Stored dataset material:
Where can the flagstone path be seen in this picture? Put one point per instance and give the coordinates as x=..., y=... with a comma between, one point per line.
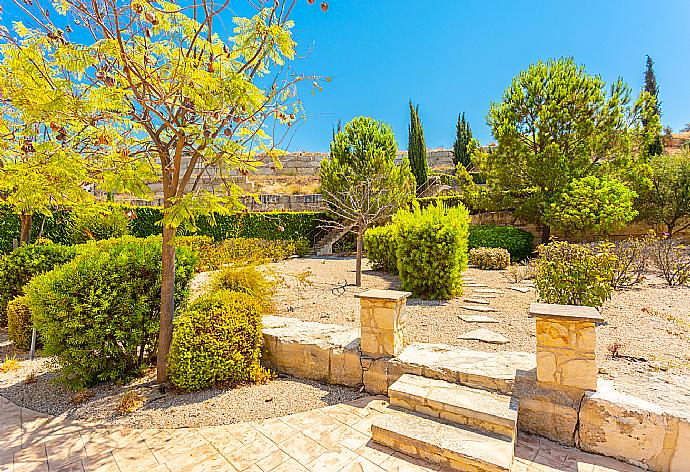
x=334, y=438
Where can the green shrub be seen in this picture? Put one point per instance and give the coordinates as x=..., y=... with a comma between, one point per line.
x=432, y=250
x=244, y=279
x=19, y=323
x=99, y=222
x=516, y=241
x=216, y=339
x=574, y=274
x=494, y=258
x=99, y=314
x=381, y=247
x=21, y=265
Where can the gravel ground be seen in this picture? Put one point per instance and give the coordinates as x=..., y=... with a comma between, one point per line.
x=650, y=324
x=209, y=407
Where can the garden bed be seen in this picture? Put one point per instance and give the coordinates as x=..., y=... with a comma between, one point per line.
x=647, y=327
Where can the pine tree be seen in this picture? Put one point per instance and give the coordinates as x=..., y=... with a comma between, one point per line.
x=416, y=149
x=463, y=136
x=655, y=148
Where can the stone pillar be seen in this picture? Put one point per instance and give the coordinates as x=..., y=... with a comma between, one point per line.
x=382, y=320
x=566, y=345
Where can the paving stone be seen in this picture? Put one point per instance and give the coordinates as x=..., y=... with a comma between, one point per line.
x=485, y=335
x=479, y=409
x=481, y=308
x=481, y=301
x=477, y=319
x=448, y=445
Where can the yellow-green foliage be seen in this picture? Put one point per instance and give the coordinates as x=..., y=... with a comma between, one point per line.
x=244, y=279
x=381, y=246
x=19, y=323
x=216, y=339
x=490, y=258
x=575, y=274
x=432, y=250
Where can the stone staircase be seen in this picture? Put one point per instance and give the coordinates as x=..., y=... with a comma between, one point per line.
x=324, y=245
x=454, y=425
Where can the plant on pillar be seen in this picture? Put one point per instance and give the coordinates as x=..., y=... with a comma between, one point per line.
x=361, y=183
x=198, y=105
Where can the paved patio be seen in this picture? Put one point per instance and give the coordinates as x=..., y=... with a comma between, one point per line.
x=333, y=438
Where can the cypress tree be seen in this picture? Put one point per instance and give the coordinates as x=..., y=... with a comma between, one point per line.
x=463, y=136
x=416, y=149
x=650, y=85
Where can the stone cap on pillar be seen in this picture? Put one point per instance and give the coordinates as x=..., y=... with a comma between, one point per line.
x=388, y=295
x=566, y=312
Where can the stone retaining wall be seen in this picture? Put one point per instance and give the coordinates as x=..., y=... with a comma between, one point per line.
x=603, y=421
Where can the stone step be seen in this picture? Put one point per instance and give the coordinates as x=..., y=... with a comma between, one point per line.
x=459, y=404
x=453, y=446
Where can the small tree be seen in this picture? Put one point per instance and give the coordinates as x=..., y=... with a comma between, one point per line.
x=463, y=138
x=360, y=182
x=416, y=148
x=199, y=101
x=557, y=123
x=667, y=200
x=655, y=147
x=592, y=204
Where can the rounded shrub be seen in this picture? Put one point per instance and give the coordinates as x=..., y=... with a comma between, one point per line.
x=99, y=314
x=19, y=323
x=490, y=258
x=516, y=241
x=575, y=274
x=381, y=247
x=432, y=250
x=21, y=265
x=216, y=339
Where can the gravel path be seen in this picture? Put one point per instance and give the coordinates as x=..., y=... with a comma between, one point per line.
x=209, y=407
x=649, y=324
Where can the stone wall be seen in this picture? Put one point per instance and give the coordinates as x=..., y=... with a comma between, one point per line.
x=562, y=405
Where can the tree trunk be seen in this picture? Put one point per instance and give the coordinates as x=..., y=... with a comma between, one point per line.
x=545, y=234
x=167, y=304
x=25, y=235
x=360, y=244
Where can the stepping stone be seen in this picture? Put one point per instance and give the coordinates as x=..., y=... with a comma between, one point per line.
x=484, y=335
x=481, y=301
x=477, y=319
x=478, y=308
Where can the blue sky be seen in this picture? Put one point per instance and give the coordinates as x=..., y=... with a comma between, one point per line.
x=460, y=55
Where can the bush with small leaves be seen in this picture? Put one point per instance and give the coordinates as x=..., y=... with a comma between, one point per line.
x=575, y=274
x=216, y=339
x=19, y=323
x=99, y=314
x=432, y=250
x=381, y=246
x=21, y=265
x=495, y=258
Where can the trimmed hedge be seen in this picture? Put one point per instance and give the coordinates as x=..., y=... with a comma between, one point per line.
x=490, y=258
x=216, y=339
x=516, y=241
x=381, y=248
x=99, y=314
x=432, y=250
x=21, y=265
x=19, y=323
x=145, y=222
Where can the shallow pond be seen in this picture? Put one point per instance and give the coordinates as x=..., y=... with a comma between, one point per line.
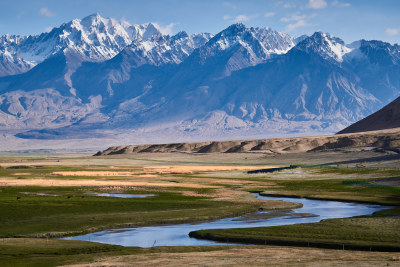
x=178, y=235
x=121, y=195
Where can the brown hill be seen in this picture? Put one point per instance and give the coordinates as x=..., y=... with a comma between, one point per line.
x=372, y=140
x=386, y=118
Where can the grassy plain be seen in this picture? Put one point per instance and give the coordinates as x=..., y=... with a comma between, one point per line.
x=44, y=197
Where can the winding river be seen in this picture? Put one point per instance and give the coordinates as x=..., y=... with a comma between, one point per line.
x=178, y=235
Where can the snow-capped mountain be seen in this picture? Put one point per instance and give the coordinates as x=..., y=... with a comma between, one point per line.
x=92, y=38
x=133, y=81
x=240, y=47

## THE EXERCISE:
Reproduce the material verbatim, from the line containing "Where can the winding" through the final line of the material, both included.

## SOLUTION BELOW:
Where can the winding river be seen in this picture? Put one point per instance and give the coordinates as x=..., y=... with a comma between, one point per line.
x=178, y=235
Where can the snow-capped mountain be seen in this picture? Put one point per instance and give the coordinates as x=..., y=... with a comma between, one point per line.
x=92, y=38
x=133, y=81
x=240, y=47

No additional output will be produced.